Document text:
#####

Although they are not binary compatible, there is a remarkable similarity between the 8080/Z80 processors and the 8086.

The ability to refer to two 8-bit registers as a single 16-bit register. Or to put it another way, the ability to refer to each half of a 16-bit register by name. Keep in mind that Intel defined a mapping of 8080 registers to 8086 registers for code migration.

The "string" instructions of the Zilog Z80 and its use of implicit address and counter registers.

The Intel/Zilog 8-bit processors also had 16-bit pushes, pops, incs, and decs in one byte.

And the "far" features aren't 16-bit features. They're "segmented memory" features.

Originally posted by Sentient
Before the 8086 was the 8088 (no 16-bit address bus on this baby).

#####

Extracted data:
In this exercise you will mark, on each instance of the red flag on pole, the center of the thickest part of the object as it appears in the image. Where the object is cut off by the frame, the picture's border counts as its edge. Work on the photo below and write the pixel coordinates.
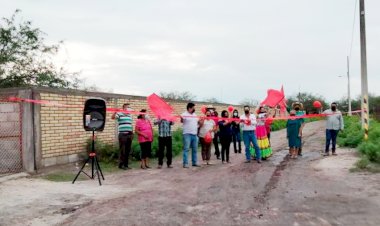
(160, 108)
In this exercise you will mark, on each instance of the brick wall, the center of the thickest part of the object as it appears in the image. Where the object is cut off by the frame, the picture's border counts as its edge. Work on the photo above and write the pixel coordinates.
(62, 135)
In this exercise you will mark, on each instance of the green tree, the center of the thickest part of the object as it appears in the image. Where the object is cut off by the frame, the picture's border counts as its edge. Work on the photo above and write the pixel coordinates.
(25, 59)
(175, 95)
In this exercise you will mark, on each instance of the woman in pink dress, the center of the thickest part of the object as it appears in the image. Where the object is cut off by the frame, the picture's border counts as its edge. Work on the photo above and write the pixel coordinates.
(144, 133)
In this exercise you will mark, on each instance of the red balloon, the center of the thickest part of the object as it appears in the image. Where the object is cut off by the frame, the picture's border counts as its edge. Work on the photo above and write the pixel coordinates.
(317, 104)
(203, 109)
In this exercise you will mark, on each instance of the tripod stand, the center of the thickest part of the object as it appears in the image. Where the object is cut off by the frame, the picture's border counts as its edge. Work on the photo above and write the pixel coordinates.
(95, 167)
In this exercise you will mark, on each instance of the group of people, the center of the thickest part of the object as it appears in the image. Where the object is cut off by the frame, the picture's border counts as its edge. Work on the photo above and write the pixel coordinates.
(296, 123)
(210, 129)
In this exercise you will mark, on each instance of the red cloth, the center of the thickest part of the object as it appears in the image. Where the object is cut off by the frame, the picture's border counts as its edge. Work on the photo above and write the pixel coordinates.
(144, 127)
(160, 108)
(274, 97)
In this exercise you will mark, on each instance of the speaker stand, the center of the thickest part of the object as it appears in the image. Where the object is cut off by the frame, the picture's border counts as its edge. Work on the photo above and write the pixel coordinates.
(95, 167)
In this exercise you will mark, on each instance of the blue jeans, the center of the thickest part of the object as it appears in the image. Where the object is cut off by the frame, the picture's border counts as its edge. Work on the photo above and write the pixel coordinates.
(331, 136)
(190, 140)
(248, 138)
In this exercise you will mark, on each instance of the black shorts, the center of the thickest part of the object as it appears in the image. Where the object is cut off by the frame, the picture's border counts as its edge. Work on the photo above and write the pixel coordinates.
(146, 149)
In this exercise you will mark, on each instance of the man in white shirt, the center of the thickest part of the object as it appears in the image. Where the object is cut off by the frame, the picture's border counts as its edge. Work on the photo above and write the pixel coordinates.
(190, 131)
(248, 125)
(334, 123)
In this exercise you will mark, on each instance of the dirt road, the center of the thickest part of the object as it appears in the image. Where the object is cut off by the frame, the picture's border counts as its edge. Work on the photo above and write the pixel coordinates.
(311, 190)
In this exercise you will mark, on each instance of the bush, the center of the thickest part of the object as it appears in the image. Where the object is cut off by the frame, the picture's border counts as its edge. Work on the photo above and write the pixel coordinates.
(353, 137)
(353, 134)
(371, 149)
(362, 163)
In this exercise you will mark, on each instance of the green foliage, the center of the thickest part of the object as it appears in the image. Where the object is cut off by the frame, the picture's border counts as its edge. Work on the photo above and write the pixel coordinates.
(374, 104)
(25, 59)
(362, 163)
(353, 136)
(175, 95)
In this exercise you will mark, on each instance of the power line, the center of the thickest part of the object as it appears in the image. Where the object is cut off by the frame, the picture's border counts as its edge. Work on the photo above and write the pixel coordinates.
(353, 28)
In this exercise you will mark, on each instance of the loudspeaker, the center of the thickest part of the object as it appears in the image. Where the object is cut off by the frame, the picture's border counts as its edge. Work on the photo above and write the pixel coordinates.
(94, 114)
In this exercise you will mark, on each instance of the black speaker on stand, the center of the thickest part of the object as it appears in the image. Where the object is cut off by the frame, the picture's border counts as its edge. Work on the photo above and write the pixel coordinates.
(94, 119)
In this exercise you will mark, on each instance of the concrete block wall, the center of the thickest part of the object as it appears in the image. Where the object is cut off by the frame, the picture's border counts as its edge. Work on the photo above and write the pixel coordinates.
(58, 132)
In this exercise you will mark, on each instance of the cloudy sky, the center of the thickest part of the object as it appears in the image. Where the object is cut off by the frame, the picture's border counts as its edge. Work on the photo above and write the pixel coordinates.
(229, 50)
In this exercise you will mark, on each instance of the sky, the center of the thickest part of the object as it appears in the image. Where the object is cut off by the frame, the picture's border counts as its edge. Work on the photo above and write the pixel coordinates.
(228, 50)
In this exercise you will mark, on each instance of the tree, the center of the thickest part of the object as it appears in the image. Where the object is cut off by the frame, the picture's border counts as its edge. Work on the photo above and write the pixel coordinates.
(307, 99)
(212, 100)
(25, 59)
(374, 104)
(175, 95)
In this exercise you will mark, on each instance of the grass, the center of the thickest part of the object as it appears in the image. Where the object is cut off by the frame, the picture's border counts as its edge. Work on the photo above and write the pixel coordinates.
(353, 136)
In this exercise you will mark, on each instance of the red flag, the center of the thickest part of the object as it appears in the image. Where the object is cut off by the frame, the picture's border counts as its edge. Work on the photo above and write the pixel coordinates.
(160, 108)
(274, 97)
(284, 101)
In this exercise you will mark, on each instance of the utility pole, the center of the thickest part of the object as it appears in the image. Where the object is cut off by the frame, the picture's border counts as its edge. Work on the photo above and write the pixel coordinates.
(348, 87)
(364, 80)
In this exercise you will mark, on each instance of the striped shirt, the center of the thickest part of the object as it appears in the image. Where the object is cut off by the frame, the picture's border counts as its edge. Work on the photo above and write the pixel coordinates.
(124, 122)
(164, 128)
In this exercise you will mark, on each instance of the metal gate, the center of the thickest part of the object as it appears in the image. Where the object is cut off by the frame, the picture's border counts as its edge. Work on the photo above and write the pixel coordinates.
(10, 137)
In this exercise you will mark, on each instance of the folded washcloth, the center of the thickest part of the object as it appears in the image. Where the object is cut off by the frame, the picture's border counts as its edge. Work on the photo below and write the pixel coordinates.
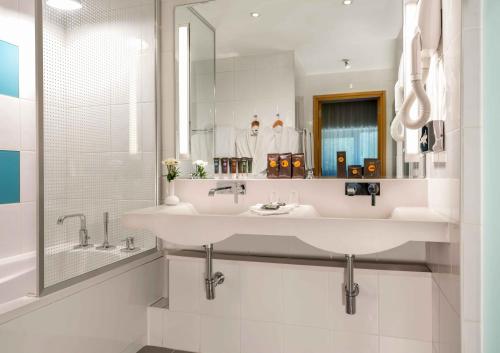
(257, 209)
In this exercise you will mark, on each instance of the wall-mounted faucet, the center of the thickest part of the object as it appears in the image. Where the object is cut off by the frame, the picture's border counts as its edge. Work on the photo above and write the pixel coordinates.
(129, 245)
(363, 189)
(105, 244)
(229, 187)
(83, 232)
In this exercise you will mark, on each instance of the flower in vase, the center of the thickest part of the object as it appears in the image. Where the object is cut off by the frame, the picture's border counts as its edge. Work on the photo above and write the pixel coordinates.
(173, 171)
(199, 169)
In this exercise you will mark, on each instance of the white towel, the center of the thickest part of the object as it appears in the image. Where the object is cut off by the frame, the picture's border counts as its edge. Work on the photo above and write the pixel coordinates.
(256, 148)
(224, 141)
(286, 139)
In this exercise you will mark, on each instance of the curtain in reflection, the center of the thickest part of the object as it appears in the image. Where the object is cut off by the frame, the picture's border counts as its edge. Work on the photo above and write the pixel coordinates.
(351, 127)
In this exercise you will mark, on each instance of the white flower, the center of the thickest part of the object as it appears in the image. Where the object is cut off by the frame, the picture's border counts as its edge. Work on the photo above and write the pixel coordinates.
(200, 163)
(170, 162)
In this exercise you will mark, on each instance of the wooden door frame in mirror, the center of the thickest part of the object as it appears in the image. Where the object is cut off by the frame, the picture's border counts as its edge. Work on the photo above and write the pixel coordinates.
(381, 123)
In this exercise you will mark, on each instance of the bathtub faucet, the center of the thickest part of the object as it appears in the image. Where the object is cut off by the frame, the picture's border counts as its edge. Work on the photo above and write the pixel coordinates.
(83, 233)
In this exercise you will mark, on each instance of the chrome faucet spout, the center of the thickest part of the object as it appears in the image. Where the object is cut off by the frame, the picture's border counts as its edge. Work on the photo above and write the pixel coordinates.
(235, 188)
(213, 191)
(83, 232)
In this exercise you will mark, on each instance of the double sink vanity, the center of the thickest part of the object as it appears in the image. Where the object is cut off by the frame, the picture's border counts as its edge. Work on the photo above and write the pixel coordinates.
(326, 216)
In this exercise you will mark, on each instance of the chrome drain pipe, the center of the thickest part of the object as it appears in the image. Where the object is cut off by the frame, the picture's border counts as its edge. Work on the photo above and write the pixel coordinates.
(351, 288)
(211, 280)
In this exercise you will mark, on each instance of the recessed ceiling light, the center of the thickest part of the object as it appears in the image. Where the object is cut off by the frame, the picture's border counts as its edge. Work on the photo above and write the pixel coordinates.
(65, 4)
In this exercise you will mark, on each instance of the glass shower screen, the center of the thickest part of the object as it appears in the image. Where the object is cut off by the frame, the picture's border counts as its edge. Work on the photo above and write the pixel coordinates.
(99, 134)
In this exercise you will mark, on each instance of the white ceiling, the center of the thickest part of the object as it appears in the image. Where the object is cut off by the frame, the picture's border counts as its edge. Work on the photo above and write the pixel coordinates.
(321, 32)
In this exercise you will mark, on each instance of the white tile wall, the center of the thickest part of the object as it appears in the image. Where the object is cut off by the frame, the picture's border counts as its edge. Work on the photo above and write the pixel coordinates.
(18, 128)
(472, 188)
(289, 308)
(100, 144)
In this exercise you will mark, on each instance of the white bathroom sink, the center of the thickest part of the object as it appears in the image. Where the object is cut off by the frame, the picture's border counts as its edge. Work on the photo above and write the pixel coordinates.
(183, 225)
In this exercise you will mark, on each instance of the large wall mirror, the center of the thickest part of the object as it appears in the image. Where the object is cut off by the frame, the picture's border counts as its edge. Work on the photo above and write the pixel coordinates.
(276, 76)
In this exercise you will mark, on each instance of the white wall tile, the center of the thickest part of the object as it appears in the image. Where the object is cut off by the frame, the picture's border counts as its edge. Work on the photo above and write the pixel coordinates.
(28, 125)
(398, 345)
(185, 278)
(227, 300)
(261, 293)
(472, 174)
(306, 298)
(225, 65)
(366, 318)
(29, 176)
(9, 16)
(148, 127)
(88, 129)
(182, 331)
(302, 339)
(406, 307)
(126, 128)
(472, 66)
(220, 335)
(155, 326)
(261, 337)
(28, 226)
(10, 135)
(472, 337)
(471, 279)
(355, 343)
(95, 319)
(449, 327)
(10, 219)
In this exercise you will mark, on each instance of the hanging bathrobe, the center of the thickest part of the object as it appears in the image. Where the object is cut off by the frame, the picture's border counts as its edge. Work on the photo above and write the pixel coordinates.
(286, 139)
(256, 147)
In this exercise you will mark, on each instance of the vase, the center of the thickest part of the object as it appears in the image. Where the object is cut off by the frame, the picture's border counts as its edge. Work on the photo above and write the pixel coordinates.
(171, 199)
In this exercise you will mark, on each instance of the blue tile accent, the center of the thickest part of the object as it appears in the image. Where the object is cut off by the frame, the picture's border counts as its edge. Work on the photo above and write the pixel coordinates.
(9, 69)
(9, 177)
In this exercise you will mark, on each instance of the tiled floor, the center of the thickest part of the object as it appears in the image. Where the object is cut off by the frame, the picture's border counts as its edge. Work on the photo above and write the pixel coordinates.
(151, 349)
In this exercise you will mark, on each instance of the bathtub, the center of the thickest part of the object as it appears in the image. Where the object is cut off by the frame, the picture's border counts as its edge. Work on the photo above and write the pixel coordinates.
(17, 276)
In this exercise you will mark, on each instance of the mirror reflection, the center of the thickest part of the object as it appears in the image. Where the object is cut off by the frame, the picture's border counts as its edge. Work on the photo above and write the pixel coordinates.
(257, 78)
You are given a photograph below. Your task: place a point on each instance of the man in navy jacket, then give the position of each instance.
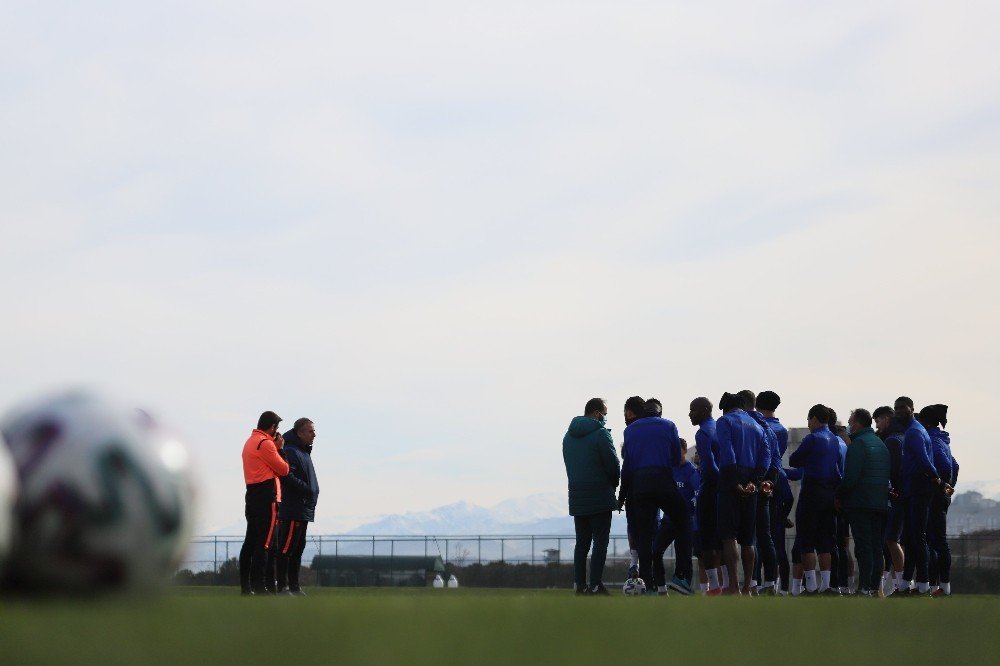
(299, 491)
(744, 459)
(652, 449)
(820, 457)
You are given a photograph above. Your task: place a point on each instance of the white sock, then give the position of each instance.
(713, 579)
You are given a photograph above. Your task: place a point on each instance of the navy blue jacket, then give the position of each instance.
(652, 445)
(707, 444)
(771, 440)
(918, 460)
(742, 444)
(299, 488)
(781, 432)
(820, 457)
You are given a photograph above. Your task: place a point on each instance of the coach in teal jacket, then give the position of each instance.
(593, 472)
(864, 496)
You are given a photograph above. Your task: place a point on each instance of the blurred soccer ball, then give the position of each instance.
(8, 491)
(634, 587)
(106, 496)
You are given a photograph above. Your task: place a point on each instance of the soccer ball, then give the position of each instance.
(8, 491)
(634, 587)
(105, 497)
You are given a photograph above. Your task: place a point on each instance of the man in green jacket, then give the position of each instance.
(864, 495)
(593, 471)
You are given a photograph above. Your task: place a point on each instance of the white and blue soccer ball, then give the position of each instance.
(634, 587)
(8, 493)
(105, 499)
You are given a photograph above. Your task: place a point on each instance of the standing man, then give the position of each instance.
(652, 450)
(819, 456)
(767, 403)
(593, 472)
(743, 461)
(863, 495)
(262, 466)
(920, 481)
(299, 491)
(707, 447)
(635, 407)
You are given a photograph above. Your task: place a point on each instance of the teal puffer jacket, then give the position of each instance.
(592, 467)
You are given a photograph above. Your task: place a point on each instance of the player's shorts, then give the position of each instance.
(737, 515)
(708, 501)
(816, 527)
(894, 520)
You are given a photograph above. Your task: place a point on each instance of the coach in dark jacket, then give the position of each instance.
(592, 471)
(863, 494)
(299, 491)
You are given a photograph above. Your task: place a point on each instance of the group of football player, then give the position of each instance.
(886, 478)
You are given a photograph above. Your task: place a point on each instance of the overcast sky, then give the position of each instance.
(437, 228)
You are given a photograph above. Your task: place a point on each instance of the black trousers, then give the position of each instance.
(766, 553)
(288, 547)
(939, 567)
(919, 512)
(671, 502)
(256, 562)
(593, 529)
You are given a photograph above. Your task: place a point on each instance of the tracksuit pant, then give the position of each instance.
(867, 528)
(593, 529)
(288, 547)
(256, 564)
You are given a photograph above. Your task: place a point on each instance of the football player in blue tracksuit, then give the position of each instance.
(707, 448)
(744, 459)
(819, 456)
(934, 417)
(920, 482)
(688, 481)
(652, 449)
(767, 403)
(766, 560)
(634, 408)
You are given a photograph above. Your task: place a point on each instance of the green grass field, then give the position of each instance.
(471, 626)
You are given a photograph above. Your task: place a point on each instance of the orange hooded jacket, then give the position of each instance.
(261, 461)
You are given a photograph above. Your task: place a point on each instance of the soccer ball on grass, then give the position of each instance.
(105, 497)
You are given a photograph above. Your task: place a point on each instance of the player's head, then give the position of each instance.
(749, 399)
(268, 422)
(819, 416)
(596, 408)
(768, 401)
(729, 402)
(882, 417)
(701, 409)
(653, 407)
(635, 407)
(306, 430)
(858, 420)
(903, 407)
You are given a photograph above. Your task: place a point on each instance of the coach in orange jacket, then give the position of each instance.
(262, 466)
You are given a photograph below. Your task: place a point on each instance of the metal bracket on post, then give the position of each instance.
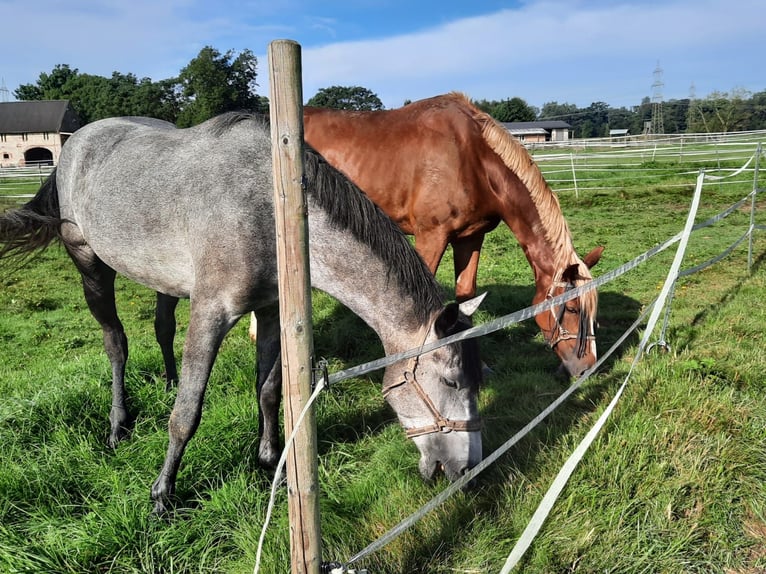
(319, 368)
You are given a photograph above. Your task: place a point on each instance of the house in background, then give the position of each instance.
(32, 132)
(540, 131)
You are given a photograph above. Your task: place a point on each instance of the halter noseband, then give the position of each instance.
(559, 332)
(440, 424)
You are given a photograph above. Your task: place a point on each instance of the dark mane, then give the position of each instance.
(348, 208)
(219, 125)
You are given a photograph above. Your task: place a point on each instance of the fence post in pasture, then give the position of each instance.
(756, 169)
(574, 174)
(286, 97)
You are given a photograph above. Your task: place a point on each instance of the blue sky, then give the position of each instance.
(567, 51)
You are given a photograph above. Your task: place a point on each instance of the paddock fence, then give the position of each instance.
(747, 174)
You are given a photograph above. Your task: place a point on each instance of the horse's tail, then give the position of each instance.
(34, 225)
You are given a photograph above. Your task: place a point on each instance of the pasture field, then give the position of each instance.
(676, 481)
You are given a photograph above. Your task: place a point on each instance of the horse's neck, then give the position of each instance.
(348, 271)
(538, 226)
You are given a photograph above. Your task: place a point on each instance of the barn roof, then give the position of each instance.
(542, 124)
(38, 116)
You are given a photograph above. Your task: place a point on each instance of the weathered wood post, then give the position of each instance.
(286, 95)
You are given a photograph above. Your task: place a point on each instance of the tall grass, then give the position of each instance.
(675, 483)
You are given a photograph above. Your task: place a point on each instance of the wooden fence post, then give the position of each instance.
(286, 103)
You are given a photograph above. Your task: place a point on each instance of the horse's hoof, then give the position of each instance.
(116, 437)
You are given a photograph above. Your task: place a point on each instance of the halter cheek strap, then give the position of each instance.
(559, 332)
(441, 423)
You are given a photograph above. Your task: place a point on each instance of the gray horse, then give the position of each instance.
(189, 213)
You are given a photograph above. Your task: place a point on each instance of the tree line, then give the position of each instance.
(214, 82)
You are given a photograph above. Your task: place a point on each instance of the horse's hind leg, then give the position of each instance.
(269, 386)
(98, 286)
(208, 324)
(165, 332)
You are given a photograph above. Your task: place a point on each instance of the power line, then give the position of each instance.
(658, 123)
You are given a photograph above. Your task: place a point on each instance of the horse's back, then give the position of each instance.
(425, 164)
(168, 207)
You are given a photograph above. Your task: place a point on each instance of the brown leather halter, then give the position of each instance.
(559, 332)
(440, 424)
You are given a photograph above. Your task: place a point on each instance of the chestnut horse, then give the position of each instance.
(447, 173)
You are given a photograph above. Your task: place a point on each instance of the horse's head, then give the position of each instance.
(435, 396)
(569, 329)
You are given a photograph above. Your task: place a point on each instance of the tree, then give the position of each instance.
(346, 98)
(556, 111)
(213, 83)
(97, 97)
(53, 86)
(513, 110)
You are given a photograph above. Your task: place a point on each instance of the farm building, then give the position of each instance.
(32, 132)
(540, 131)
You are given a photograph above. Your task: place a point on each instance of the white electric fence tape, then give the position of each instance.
(569, 466)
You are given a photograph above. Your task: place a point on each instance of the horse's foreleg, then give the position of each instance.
(165, 332)
(431, 248)
(466, 254)
(207, 327)
(269, 387)
(98, 286)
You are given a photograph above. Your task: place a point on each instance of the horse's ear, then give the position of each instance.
(593, 257)
(449, 317)
(571, 273)
(469, 307)
(447, 320)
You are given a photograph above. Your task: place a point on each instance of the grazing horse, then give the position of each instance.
(447, 173)
(190, 213)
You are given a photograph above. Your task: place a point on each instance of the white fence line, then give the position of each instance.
(528, 536)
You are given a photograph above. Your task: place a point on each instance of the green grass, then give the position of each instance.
(675, 483)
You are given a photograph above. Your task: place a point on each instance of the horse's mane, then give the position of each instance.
(516, 157)
(349, 208)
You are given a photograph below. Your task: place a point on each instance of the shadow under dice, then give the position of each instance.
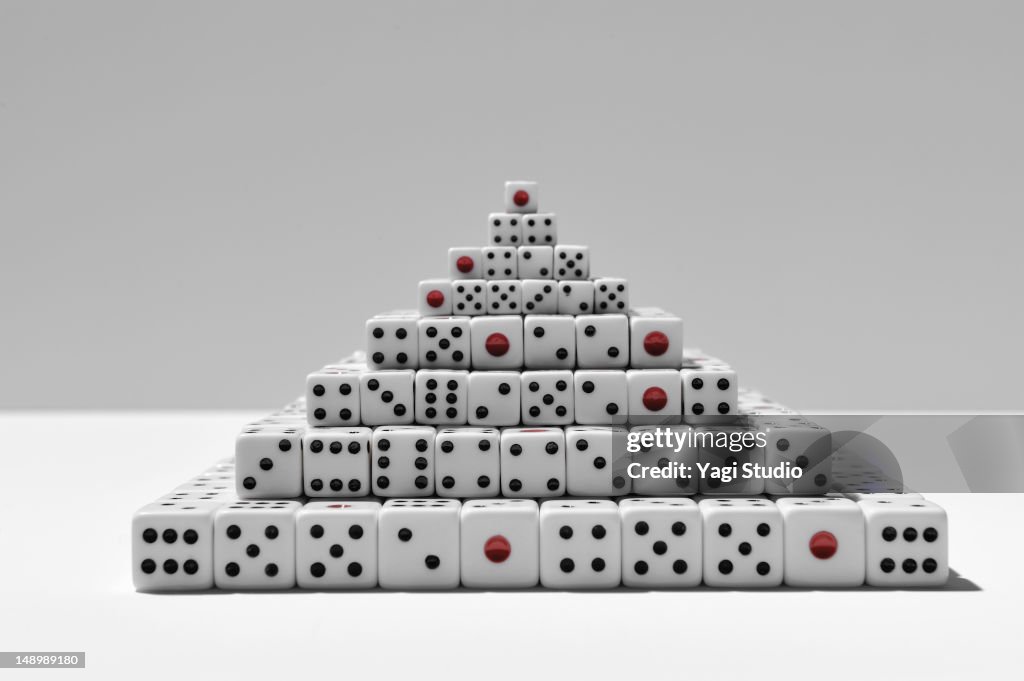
(254, 545)
(402, 461)
(418, 544)
(581, 545)
(467, 462)
(742, 543)
(662, 543)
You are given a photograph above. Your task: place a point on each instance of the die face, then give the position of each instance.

#####

Task set:
1. According to the processor comparison text, what did Intel define for code migration?
2. Reproduce the processor comparison text word for word from "Although they are" to "on this baby).".
Answer using only the processor comparison text.

Outputs by task:
1. Intel defined a mapping of 8080 registers to 8086 registers.

2.
Although they are not binary compatible, there is a remarkable similarity between the 8080/Z80 processors and the 8086.

The ability to refer to two 8-bit registers as a single 16-bit register. Or to put it another way, the ability to refer to each half of a 16-bit register by name. Keep in mind that Intel defined a mapping of 8080 registers to 8086 registers for code migration.

The "string" instructions of the Zilog Z80 and its use of implicit address and counter registers.

The Intel/Zilog 8-bit processors also had 16-bit pushes, pops, incs, and decs in one byte.

And the "far" features aren't 16-bit features. They're "segmented memory" features.

Originally posted by Sentient
Before the 8086 was the 8088 (no 16-bit address bus on this baby).